BEGIN ITEMS
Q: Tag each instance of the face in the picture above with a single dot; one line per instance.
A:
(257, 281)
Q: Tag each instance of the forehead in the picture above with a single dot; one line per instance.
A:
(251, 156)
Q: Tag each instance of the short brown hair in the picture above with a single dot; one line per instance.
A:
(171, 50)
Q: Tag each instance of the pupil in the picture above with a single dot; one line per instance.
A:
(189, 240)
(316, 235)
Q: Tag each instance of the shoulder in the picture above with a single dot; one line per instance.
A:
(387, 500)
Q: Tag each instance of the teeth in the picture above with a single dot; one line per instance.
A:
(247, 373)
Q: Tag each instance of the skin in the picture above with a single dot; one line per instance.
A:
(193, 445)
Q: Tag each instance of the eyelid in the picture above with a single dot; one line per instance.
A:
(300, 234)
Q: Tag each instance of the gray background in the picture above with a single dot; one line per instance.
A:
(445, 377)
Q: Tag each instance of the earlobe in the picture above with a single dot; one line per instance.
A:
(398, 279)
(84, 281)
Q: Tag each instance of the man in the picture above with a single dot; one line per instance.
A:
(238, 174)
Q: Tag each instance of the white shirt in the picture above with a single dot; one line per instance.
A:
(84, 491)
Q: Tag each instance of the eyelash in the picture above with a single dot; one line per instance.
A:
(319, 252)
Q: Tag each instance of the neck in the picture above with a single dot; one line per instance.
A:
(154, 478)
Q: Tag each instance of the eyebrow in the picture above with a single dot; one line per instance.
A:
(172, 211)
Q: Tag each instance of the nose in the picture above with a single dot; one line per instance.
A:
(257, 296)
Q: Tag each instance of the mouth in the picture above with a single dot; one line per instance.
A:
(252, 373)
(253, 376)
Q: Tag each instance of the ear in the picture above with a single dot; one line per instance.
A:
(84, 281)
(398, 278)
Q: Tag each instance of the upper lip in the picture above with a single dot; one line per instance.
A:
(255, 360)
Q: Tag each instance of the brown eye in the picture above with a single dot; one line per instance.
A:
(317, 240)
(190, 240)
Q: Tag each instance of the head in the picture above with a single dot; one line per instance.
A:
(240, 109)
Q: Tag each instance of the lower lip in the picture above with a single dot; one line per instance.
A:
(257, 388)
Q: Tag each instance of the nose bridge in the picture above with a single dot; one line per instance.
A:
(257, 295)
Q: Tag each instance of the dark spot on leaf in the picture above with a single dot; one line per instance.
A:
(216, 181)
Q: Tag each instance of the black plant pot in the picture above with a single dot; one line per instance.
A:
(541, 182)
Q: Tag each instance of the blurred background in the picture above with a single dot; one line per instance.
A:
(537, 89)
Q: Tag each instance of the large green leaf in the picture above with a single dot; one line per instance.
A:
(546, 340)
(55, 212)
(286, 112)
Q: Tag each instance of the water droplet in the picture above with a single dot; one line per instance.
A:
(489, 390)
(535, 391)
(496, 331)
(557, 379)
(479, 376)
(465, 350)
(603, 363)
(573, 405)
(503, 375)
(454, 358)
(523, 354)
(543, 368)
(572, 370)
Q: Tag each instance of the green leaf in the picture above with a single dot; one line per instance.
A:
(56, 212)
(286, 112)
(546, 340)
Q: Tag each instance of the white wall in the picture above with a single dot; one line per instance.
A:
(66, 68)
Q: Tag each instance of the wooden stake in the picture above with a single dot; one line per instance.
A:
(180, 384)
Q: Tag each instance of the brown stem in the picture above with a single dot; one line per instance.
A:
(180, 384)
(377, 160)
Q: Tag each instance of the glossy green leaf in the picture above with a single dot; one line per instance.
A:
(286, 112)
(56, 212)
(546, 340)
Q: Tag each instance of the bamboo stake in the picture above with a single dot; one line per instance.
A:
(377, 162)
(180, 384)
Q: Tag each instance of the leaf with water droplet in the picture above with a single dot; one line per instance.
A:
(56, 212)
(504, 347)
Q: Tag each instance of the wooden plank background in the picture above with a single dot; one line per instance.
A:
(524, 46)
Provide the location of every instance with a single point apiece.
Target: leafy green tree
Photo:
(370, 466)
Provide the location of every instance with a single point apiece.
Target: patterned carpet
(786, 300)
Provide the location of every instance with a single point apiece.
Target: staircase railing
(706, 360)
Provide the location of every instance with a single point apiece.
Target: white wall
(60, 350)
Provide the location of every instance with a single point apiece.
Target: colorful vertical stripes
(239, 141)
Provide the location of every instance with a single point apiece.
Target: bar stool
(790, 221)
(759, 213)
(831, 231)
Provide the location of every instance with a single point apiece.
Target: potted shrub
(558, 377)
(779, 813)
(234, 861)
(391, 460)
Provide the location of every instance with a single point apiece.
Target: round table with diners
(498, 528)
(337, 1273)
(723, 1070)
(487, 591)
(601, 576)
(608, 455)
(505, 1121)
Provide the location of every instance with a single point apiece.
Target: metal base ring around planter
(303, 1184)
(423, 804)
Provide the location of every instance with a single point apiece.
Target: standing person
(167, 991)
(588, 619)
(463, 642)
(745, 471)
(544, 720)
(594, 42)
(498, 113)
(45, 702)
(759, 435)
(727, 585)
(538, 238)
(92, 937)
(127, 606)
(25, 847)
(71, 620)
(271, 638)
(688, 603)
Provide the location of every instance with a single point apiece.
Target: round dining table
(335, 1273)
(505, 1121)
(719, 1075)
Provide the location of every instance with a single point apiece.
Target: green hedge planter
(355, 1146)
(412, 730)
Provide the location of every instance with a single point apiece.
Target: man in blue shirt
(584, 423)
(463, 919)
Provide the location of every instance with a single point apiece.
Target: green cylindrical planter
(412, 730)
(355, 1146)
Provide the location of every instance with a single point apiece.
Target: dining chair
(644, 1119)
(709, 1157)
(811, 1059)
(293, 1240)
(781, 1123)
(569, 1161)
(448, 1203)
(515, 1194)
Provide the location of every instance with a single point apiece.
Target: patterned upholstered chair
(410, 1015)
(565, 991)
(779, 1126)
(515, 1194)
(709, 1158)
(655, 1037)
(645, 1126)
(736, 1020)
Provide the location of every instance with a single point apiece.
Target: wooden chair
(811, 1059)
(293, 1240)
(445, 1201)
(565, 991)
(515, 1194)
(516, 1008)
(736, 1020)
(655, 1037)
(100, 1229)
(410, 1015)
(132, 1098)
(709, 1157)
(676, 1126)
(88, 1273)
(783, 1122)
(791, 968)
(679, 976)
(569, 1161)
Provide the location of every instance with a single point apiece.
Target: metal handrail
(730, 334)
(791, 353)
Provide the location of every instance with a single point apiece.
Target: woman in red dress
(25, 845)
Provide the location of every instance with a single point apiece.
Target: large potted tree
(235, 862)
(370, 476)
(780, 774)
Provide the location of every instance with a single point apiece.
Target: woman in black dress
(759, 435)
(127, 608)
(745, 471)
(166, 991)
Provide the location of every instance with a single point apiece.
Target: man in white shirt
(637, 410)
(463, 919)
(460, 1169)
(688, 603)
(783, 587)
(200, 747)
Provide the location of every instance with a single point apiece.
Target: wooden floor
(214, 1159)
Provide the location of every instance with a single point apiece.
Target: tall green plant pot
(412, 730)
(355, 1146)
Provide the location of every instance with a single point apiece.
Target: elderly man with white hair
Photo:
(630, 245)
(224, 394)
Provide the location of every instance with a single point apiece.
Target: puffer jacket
END ITEMS
▶ TASK: Each record above should be output again exactly.

▶ CORRECT RESULT:
Q: Tag each instance of the face in the picture above with a single dot; one line per instance.
A:
(257, 281)
Q: Tag each instance of the forehead in the picture above with a single dot; one line per instance.
A:
(251, 156)
Q: Tag each instance of the short brown hair in the picture above with a single dot; one line per instance.
A:
(171, 50)
Q: Tag each instance of the pupil in the picture above with a single dot; one line per instance.
A:
(189, 240)
(316, 235)
Q: Tag each instance of the shoulder in the picture above with a single dot; one line per instance.
A:
(387, 500)
Q: Tag each instance of the teeth in the picture above with a single dot; one line per instance.
A:
(247, 373)
Q: Tag each instance of the skin in the picture above with a single dot; one line per instance.
A:
(193, 445)
Q: Tag each instance of the eyelid in the picture above with a single dot; one line per instance.
A:
(300, 234)
Q: Tag each instance of the gray background in the picture above with a single dot; one line per instance.
A:
(445, 377)
Q: Tag each instance of the earlobe in the picture above with a single dot; one line per instance.
A:
(398, 279)
(84, 281)
Q: Tag each instance of the man in the picture above with a single dot; one line per instance.
A:
(238, 174)
Q: Tag each instance of the white shirt in the picture above with a single dot; one line per instance.
A:
(84, 491)
Q: Tag each instance of the eyelash in the picture above with a single dot; one line per instance.
A:
(319, 252)
Q: Tag each instance of the neck in the picture above with a single dot; one line per instance.
A:
(154, 478)
Q: Tag each instance of the eyebrow in the picture above with a single dot; one line per instance.
A:
(172, 211)
Q: Tag each instance of the nose in the picture above with a single dot; one line per instance.
A:
(257, 296)
Q: Tag each instance of the mouth in the picture above with a single dot; one line per instance.
A:
(252, 373)
(253, 376)
Q: Tag each instance of the ear in the picture above with a single dot; one line per instance.
A:
(84, 281)
(398, 278)
Q: Tag each instance of the upper lip in the picture above with a single dot; one line per instance.
A:
(255, 360)
Q: Tag each instance of the brown eye in the picture above with a single dot; one line per instance.
A:
(317, 240)
(190, 240)
Q: Tag each instance of the head in the picture above with a single dot; one line per instance.
A:
(240, 109)
Q: Tag each instance of the lower lip in the picture above with a single dot; one line per instance.
A:
(257, 388)
Q: Tag each instance of the nose bridge in the picture above with a single dot; one line per instance.
A:
(257, 295)
Q: Tag each instance of the dark spot on leaf in the picture above with a single dot; one line per instance.
A:
(216, 181)
Q: Tag each instance of the black plant pot in the picture above with a single dot; one line per instance.
A:
(541, 182)
Q: Tag each instance of the blurred background in the picture above with a single dot; one line per instance.
A:
(537, 89)
Q: Tag each instance of the large green leaf in the picture above with a single dot; one line per instance.
A:
(546, 340)
(55, 212)
(286, 112)
Q: Tag each instance of the water droplet in the picture above with a single dot; one line per instance.
A:
(489, 390)
(535, 391)
(496, 331)
(557, 379)
(479, 376)
(465, 350)
(603, 363)
(573, 405)
(503, 375)
(454, 358)
(523, 354)
(543, 368)
(572, 370)
Q: Tag each instance of the green leaf in the picture above with a single dot; one line per instance.
A:
(56, 212)
(286, 112)
(546, 340)
Q: Tag each instance of the white wall in the picture above with a single dot; one line per instance.
A:
(66, 68)
Q: Tag each instance of the wooden stake in the picture above with a single dot; one line per instance.
A:
(180, 384)
Q: Tag each instance of the brown stem in the picture above with a single dot; one line per instance.
A:
(180, 384)
(377, 160)
Q: Tag each instance of the glossy green leaf in the picture above with a single dot; one line per instance.
A:
(286, 112)
(56, 212)
(546, 340)
Q: Tag each instance of the bamboo stake in the picture above with a single dot; one line per instance.
A:
(377, 162)
(180, 384)
Q: Tag each instance of the leaf with water droplet in the picture above with a single dot; one line per instance.
A:
(56, 212)
(504, 347)
Q: Tag each instance of the wooden plank background in the picture above with a single dot; one line per instance.
A:
(524, 46)
Provide the location of every instance with a single point apiece.
Target: leafy green tree
Photo:
(370, 466)
Provide the location of every instance with a single point apiece.
Target: patterned carpet
(786, 300)
Provide the location of every instance with a single point apiece.
Target: staircase railing
(706, 360)
Provide the location of every instance with a single point apiece.
Target: white wall
(60, 350)
Provide the location of every instance with a single point apiece.
Target: colorful vertical stripes
(239, 141)
Provide the location of every instance with a single point apiece.
Target: bar stool
(790, 221)
(759, 213)
(831, 231)
Provide the location of every instance with a single point apiece.
Target: potted shrub
(558, 377)
(779, 813)
(234, 861)
(391, 460)
Provide the location of every instance with a single point apiece.
Target: round table with diners
(498, 528)
(337, 1273)
(723, 1070)
(487, 591)
(601, 576)
(608, 455)
(505, 1121)
Provide the location of every instance with a single point apiece.
Target: metal base ring around planter
(303, 1184)
(423, 804)
Provide the location of every instance with a single point apiece.
Target: standing person
(167, 991)
(588, 619)
(463, 642)
(745, 471)
(544, 720)
(594, 42)
(498, 113)
(45, 702)
(759, 435)
(727, 585)
(538, 238)
(92, 937)
(127, 606)
(25, 847)
(71, 620)
(271, 638)
(688, 603)
Provide the location of every instance with a single point apiece.
Target: round dining table
(335, 1273)
(505, 1121)
(719, 1075)
Provide the location of every instance with a single point apiece.
Target: green hedge planter
(355, 1146)
(412, 730)
Provide the location of every instance with a single point apiece.
Target: man in blue shirt
(584, 423)
(463, 919)
Provide the location of every instance with a single point apiece.
Target: green cylindrical planter
(412, 730)
(355, 1146)
Provide the location of every instance with a single point apiece.
Target: dining chair
(644, 1119)
(709, 1157)
(811, 1059)
(293, 1240)
(781, 1123)
(569, 1161)
(448, 1203)
(515, 1194)
Provide the location of every instance with a single point apiece.
Target: patterned upholstered chair
(410, 1015)
(565, 991)
(779, 1126)
(515, 1194)
(709, 1158)
(655, 1037)
(645, 1126)
(736, 1020)
Provide the location of every instance with a single point apiece.
Target: wooden chair
(811, 1059)
(293, 1240)
(445, 1201)
(565, 991)
(515, 1194)
(516, 1008)
(736, 1020)
(655, 1037)
(100, 1229)
(410, 1015)
(132, 1098)
(709, 1157)
(676, 1126)
(88, 1273)
(783, 1122)
(791, 968)
(679, 976)
(569, 1161)
Provide the location of every instance with a single point apiece.
Target: metal handrail
(730, 334)
(791, 353)
Provide the location of every instance with a single point apiece.
Target: woman in red dress
(25, 845)
Provide the location of every instance with a single point apiece.
Target: large potted tree
(235, 862)
(370, 476)
(780, 774)
Provide the location of every instance with a single point apiece.
Target: woman in black dress
(759, 435)
(127, 608)
(745, 471)
(166, 991)
Provide the location of every instance with a single point apiece.
Target: man in white shirt
(637, 410)
(463, 919)
(460, 1169)
(688, 603)
(783, 587)
(200, 747)
Provide the location of every instance with a single point apiece.
Target: wooden floor
(214, 1159)
Provide the location of every instance with a single point apiece.
Target: tall green plant pot
(412, 730)
(355, 1146)
Provide the location of every instance with a single point apiece.
Target: elderly man with white hair
Photo:
(630, 245)
(224, 394)
Provide the location of every instance with a single point apiece.
Target: puffer jacket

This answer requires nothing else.